◆ YOUR ASSIGNMENT
Copy nothing but the lines below running from the line containing "User intent: interact with the otter ear." through the line containing "User intent: interact with the light-colored", both end lines included.

-------- INPUT MATERIAL

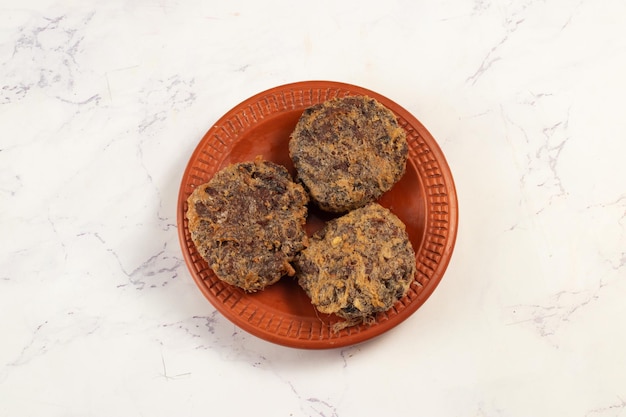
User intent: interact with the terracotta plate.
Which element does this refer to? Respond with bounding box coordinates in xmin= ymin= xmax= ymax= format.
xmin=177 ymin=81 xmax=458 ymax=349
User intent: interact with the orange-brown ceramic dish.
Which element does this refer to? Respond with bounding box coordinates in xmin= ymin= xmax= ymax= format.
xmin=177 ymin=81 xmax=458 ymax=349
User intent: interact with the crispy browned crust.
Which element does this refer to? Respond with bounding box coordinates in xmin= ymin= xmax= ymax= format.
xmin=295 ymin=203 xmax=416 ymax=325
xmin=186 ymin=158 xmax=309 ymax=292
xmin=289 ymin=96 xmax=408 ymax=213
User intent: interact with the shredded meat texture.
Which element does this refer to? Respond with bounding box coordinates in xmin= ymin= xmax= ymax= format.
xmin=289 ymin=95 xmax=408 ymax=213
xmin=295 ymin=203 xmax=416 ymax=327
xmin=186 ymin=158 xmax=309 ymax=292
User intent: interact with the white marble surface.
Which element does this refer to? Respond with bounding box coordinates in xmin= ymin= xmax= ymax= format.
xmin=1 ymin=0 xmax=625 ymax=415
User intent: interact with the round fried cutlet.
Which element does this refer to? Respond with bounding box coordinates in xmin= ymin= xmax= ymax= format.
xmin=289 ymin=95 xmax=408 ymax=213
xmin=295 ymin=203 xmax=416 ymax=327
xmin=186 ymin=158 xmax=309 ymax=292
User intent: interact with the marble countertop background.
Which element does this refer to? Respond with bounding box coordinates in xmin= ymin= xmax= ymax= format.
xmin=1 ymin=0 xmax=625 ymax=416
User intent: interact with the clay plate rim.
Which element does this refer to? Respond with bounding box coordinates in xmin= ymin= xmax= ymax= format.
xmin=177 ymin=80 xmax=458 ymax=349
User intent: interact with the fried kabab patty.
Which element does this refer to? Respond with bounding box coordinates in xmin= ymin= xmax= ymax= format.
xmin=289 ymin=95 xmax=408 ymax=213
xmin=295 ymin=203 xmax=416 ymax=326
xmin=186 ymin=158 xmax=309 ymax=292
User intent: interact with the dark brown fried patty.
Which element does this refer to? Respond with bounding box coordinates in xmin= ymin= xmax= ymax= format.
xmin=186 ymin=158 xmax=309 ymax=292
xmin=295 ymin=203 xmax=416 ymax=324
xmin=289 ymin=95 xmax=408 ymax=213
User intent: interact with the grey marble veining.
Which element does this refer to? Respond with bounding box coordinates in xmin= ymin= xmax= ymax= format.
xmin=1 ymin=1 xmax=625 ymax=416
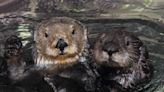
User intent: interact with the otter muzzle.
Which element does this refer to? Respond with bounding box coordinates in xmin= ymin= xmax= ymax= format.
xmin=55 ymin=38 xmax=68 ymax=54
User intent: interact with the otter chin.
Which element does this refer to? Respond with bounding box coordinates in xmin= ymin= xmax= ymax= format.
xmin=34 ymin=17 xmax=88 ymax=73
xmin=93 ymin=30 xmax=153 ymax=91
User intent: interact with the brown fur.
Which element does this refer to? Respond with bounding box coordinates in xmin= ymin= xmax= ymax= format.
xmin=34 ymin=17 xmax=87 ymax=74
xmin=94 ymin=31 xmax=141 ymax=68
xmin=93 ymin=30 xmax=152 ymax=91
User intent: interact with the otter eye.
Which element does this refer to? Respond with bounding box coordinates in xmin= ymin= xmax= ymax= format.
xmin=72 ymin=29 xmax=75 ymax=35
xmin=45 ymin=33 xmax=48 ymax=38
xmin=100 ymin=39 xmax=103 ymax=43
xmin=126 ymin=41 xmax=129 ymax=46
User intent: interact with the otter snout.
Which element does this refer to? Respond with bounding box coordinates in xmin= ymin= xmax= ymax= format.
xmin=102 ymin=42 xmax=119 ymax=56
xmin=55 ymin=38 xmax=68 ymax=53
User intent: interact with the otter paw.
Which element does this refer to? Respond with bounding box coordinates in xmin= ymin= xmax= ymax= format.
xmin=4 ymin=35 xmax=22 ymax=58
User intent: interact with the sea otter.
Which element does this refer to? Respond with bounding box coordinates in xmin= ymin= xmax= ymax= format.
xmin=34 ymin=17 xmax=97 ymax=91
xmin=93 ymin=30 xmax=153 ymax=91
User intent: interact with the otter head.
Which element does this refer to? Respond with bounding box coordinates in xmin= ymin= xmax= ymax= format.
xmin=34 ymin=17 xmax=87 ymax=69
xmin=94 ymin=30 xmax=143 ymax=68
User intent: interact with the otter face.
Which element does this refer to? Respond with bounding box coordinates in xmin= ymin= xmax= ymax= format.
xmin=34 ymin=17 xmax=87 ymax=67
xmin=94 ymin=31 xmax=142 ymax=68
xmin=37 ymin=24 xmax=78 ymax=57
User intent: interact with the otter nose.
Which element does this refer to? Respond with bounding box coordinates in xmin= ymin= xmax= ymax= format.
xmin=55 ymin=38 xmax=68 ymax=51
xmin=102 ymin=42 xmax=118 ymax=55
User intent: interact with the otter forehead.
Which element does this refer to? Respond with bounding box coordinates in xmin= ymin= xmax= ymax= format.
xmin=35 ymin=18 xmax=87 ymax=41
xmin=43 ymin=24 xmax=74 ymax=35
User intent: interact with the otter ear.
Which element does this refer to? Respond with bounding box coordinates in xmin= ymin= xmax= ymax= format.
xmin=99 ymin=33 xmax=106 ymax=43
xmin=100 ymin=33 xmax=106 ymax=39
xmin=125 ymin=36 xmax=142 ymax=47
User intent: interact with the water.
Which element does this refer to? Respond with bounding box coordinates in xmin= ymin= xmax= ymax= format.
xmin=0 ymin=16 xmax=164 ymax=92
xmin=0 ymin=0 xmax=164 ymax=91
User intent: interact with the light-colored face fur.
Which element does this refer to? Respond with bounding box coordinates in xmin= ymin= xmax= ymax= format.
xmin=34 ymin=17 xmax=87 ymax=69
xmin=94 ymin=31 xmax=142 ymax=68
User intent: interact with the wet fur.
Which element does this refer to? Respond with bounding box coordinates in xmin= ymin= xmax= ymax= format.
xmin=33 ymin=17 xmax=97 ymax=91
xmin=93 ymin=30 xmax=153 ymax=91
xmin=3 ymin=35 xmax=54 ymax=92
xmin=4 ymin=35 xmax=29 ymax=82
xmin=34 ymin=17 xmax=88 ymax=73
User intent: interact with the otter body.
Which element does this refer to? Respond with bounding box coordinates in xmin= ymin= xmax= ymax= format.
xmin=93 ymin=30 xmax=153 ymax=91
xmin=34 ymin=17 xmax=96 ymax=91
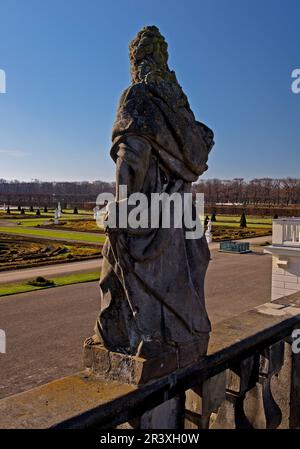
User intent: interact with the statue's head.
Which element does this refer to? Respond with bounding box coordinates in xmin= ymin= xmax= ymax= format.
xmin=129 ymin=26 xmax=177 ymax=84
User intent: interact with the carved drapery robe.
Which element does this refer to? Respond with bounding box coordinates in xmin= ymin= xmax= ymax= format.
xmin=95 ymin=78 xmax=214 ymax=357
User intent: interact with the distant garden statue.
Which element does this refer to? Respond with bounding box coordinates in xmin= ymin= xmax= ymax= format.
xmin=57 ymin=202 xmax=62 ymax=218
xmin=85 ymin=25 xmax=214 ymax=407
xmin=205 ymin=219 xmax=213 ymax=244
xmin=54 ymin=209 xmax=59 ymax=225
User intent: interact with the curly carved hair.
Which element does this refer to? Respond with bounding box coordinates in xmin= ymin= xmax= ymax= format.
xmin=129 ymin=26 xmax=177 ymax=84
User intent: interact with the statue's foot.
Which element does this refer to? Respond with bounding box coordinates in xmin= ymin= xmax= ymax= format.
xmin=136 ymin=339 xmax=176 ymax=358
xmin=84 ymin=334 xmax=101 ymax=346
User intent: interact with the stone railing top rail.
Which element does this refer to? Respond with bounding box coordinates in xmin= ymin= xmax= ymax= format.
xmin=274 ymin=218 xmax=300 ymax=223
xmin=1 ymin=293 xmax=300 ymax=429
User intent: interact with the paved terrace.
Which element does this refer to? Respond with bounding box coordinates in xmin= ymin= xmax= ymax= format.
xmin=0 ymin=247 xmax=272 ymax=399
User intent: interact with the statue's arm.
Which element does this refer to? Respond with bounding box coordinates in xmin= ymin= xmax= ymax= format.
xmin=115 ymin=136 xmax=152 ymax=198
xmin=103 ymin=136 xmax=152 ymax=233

----------------
-------- INPUT MATERIAL

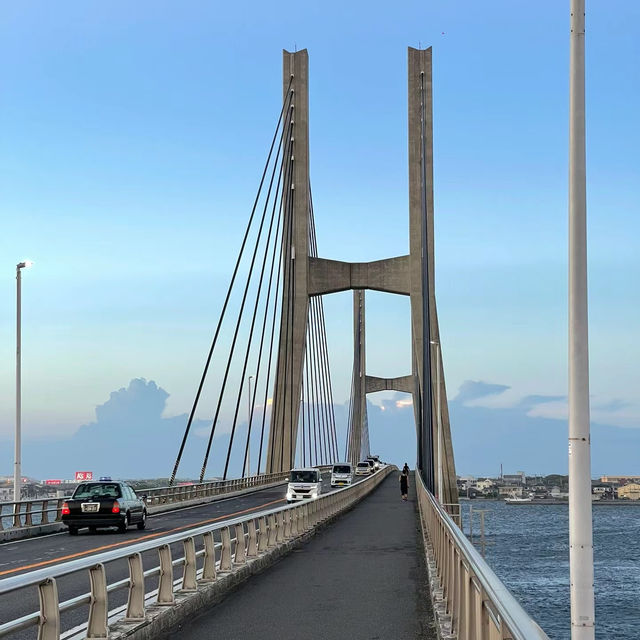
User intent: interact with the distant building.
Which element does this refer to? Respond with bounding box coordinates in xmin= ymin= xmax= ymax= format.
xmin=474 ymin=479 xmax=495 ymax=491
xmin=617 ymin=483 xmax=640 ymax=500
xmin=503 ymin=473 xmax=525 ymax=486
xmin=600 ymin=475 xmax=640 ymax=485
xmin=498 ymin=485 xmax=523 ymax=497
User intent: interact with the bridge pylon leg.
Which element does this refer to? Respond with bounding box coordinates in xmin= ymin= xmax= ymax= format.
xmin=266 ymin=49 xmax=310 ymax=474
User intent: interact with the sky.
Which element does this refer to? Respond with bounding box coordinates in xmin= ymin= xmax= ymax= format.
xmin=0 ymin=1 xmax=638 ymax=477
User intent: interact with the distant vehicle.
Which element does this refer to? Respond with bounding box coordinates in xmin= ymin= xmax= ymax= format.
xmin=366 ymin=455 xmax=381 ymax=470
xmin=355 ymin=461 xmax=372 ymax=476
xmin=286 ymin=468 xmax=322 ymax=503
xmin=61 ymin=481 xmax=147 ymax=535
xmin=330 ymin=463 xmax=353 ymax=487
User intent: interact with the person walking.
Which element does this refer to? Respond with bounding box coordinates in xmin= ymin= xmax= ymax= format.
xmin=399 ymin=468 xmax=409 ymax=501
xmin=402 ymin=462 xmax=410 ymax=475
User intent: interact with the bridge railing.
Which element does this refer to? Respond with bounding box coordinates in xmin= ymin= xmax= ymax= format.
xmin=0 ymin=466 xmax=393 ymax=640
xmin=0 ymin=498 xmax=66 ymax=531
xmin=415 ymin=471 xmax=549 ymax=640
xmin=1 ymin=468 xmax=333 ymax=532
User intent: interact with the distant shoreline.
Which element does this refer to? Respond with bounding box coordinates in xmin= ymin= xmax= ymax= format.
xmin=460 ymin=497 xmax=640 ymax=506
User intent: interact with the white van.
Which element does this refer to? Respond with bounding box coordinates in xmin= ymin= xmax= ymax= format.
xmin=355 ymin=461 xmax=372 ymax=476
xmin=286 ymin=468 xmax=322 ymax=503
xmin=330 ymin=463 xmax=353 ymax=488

----------------

◆ ANSWER BOX
User intent: interact with the otter ear.
Which element does this refer to? Respond with bounding box coordinates in xmin= ymin= xmax= ymax= format.
xmin=99 ymin=33 xmax=106 ymax=43
xmin=100 ymin=33 xmax=106 ymax=39
xmin=125 ymin=36 xmax=142 ymax=47
User intent: interact with the water.
Which element does this refer to? Respond with bounding box coordinates in xmin= ymin= xmax= ymax= format.
xmin=0 ymin=16 xmax=164 ymax=92
xmin=0 ymin=0 xmax=164 ymax=91
User intent: interact with the light-colored face fur.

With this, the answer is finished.